▸ PAGE EXCERPT:
2019 Fiscal Year Research-status Report

Can we reduce misperceptions of emotional content of speech in the noisy environments?

Research Project

Project/Area Number	19K24373
Research Institution	National Institute of Informatics
Principal Investigator	Zhao Yi 国立情報学研究所, コンテンツ科学研究系, 特任研究員 (10843162)
Project Period (FY)	2019-08-30 – 2021-03-31
Keywords	emotion enhancement / speaker embedding / neural vocoder / VQVAE / F0 encoder
Outline of Annual Research Achievements	Although a lot of studies have been carried out on enhancing the speech intelligibility under the noisy environments, none of them takes into account the interaction of emotional categories and the Lombard effect in the noisy environments at the same time. Due to the complex variations of emotional speech under the noisy condition, traditional enhancement methods are no longer applicable to the emotional speech in noise. Our proposed idea is aimed at reducing misunderstanding of emotional content of speech produced under the noisy condition. In the first term, we have conducted a mapping from general emotional speech to target emotional speech using the well-trained speakers’ data. First, we have collected enough corpus for experiments. Second, we investigated different neural vocoders and published a paper to ICASSP 2020. Third, we designed the most suitable ways to extract the speaker embeddings for our work. Last but least, we significantly improved the regenerated speech quality of the original waveform level VQVAE model by adding F0 module and carefully controlled the loss function. We have achieved good evaluation results and I am submitting a paper to Interspeech 2020 based on this work.

▸ DATASET CONTENT:

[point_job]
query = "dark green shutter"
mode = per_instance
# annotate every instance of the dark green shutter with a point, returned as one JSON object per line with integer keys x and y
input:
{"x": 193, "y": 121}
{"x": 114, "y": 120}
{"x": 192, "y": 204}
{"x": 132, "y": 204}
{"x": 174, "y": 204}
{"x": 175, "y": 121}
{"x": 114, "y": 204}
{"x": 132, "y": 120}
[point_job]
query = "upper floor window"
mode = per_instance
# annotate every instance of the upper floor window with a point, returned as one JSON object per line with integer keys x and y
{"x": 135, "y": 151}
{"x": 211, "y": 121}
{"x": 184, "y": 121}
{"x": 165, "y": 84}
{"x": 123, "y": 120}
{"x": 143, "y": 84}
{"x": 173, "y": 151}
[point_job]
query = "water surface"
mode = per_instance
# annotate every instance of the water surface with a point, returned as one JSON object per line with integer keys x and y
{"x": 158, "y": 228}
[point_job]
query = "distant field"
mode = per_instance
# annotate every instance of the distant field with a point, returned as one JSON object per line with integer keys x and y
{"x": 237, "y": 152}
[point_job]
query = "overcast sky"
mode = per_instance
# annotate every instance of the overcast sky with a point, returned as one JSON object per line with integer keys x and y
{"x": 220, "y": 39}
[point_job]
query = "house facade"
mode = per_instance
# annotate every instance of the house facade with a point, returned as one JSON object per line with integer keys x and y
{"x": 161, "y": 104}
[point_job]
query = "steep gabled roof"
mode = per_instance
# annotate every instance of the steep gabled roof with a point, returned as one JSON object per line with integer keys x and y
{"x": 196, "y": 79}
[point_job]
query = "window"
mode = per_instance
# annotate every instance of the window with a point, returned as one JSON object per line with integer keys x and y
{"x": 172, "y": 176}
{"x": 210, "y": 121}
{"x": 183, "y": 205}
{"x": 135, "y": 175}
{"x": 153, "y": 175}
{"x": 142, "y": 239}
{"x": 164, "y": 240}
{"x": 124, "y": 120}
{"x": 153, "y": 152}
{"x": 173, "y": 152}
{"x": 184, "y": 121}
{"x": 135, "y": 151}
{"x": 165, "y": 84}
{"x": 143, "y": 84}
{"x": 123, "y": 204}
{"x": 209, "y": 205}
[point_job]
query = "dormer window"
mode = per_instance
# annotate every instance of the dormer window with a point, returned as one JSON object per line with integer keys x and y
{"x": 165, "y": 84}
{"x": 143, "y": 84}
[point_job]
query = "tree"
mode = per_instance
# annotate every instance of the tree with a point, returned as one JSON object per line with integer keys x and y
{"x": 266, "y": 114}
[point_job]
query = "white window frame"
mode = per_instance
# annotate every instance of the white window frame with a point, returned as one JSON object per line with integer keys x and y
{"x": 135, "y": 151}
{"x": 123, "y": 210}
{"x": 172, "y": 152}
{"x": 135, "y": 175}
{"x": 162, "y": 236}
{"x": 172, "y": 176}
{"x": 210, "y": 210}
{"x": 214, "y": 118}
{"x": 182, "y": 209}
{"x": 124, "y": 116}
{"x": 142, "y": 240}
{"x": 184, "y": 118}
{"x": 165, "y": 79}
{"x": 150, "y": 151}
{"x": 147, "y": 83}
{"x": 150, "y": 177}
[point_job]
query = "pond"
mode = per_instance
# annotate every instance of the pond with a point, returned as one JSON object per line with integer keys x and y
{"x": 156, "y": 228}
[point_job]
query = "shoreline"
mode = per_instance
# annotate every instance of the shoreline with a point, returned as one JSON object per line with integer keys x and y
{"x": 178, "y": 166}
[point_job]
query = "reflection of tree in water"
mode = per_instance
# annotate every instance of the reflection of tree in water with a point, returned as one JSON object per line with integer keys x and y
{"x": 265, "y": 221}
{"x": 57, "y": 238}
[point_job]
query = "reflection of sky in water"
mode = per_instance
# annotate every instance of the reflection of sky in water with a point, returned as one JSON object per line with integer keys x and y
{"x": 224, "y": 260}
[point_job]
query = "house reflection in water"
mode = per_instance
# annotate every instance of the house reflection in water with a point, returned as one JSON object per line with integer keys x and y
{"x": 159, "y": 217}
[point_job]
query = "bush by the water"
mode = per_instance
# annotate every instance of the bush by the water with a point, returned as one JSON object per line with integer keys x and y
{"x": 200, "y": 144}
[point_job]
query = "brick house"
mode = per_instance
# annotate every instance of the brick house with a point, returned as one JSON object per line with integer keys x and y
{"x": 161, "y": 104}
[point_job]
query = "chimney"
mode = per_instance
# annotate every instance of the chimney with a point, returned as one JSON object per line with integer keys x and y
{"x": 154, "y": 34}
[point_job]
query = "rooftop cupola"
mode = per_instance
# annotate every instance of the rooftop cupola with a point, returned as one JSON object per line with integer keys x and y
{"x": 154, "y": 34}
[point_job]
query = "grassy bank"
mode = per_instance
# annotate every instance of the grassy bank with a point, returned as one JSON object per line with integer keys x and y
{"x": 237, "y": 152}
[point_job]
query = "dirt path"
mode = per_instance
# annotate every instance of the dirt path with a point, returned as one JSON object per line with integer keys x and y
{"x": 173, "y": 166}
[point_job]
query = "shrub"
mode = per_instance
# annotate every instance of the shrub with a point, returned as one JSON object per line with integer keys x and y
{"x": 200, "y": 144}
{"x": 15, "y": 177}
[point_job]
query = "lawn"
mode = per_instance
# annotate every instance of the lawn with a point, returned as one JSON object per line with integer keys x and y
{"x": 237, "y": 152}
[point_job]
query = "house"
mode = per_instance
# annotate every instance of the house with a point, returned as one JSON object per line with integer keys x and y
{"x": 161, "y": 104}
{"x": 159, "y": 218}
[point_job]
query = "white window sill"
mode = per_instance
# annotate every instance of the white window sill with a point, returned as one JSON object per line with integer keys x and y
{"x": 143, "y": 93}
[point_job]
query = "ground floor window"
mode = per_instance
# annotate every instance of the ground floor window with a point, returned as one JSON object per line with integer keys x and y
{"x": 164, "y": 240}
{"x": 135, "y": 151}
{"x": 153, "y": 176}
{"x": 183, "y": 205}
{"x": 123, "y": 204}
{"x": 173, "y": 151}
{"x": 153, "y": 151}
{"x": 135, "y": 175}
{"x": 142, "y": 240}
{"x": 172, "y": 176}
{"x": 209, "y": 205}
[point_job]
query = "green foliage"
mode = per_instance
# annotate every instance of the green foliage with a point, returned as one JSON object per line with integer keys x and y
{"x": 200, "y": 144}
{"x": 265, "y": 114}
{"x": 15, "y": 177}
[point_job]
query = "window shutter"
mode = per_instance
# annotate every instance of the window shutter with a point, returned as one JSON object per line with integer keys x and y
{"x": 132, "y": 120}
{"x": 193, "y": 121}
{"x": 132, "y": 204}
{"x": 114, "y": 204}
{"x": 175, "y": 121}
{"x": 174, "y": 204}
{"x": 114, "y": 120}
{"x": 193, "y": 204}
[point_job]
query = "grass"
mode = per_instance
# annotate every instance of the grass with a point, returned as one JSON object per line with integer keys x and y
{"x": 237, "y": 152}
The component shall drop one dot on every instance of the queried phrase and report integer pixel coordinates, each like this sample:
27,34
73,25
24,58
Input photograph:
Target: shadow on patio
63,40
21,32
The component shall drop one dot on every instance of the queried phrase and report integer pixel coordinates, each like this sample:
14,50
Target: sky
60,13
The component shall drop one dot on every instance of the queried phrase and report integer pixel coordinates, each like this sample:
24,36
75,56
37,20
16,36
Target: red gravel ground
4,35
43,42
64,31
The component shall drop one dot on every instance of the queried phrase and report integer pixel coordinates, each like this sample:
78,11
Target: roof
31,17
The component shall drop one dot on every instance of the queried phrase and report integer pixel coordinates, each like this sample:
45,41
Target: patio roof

▸ WHAT TO PRODUCE: Copy the research-status report again, everything from "2019 Fiscal Year" down to "コンテンツ科学研究系, 特任研究員 (10843162)", and switch "noisy" to "loud" wherever it occurs.

▸ FINAL ANSWER:
2019 Fiscal Year Research-status Report

Can we reduce misperceptions of emotional content of speech in the loud environments?

Research Project

Project/Area Number	19K24373
Research Institution	National Institute of Informatics
Principal Investigator	Zhao Yi 国立情報学研究所, コンテンツ科学研究系, 特任研究員 (10843162)